Cats are a very popular pet, and are considered family members by many owners. Unfortunately, many senior cats do not receive appropriate preventative health care. Our goal at the Mission Ridge Animal Hospital is to deliver consistent high quality care to senior cats. We promote longevity and strive to improve the quality of life of senior cats.
What are the stages of a senior cat’s life? How to spot signs of ageing?
A convenient way to view older cats is to classify them as “middle-aged” (7-10 years), “senior” (11-14 years) and “geriatric” (15+ years). Typical changes noted as cats age include: decreased skin elasticity, decreased hearing/vision/sense of smell, loss of lean muscle mass, moving more slowly (arthritis), constipation, dental disease, more easily stressed, and changes in behaviour.
My senior cat is losing weight, what can I do?
Part of the normal aging process is the redistribution of fat and the loss of lean muscle mass. It is important to ensure that your aging feline is receiving enough protein in his/her diet, as there may be a decrease in absorption. Many disease processes can also account for weight loss, such as: kidney disease, diabetes, hyperthyroidism and cancer. A thorough exam, blood work and urine analysis is strongly recommended for all older cats that are losing weight.
How can I care for my senior cat?
A senior cat wellness visit will provide you with a tailored plan on how to care for your individual cat. Nutrition and weight management will be discussed, as well as maintaining a predictable routine with a quiet, safe sleeping area. You might need to change the access to food, water and litter. Senior cats may also need more help with grooming. The vast majority of senior cats benefit from the addition of omega three fatty acids and other joint support products.
What are some common health issues?

(Records drawn from a dataset)
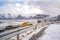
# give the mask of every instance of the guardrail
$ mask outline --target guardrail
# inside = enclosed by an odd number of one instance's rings
[[[16,28],[13,30],[7,30],[5,32],[0,33],[0,40],[9,40],[11,37],[17,36],[17,40],[19,40],[19,35],[28,30],[34,30],[34,27],[22,27]]]
[[[35,31],[37,29],[39,29],[40,27],[46,25],[46,23],[43,23],[41,24],[36,24],[36,25],[33,25],[33,26],[30,26],[30,27],[22,27],[22,28],[16,28],[16,29],[13,29],[13,30],[7,30],[5,32],[2,32],[0,33],[0,40],[10,40],[12,37],[16,36],[16,39],[17,40],[20,40],[20,37],[19,35],[21,35],[22,33],[26,33],[27,31]],[[12,39],[14,40],[14,39]]]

-- EXERCISE OBJECTIVE --
Answer these questions using the text on senior cat care.
(a) What age range does the text give for a "senior" cat?
(b) Which four diseases does the text name as possible causes of weight loss?
(c) According to the text, what do the vast majority of senior cats benefit from?
This material was taken from a source unrelated to the text.

-- RESPONSE BELOW --
(a) 11-14 years
(b) Kidney disease, diabetes, hyperthyroidism and cancer
(c) The addition of omega three fatty acids and other joint support products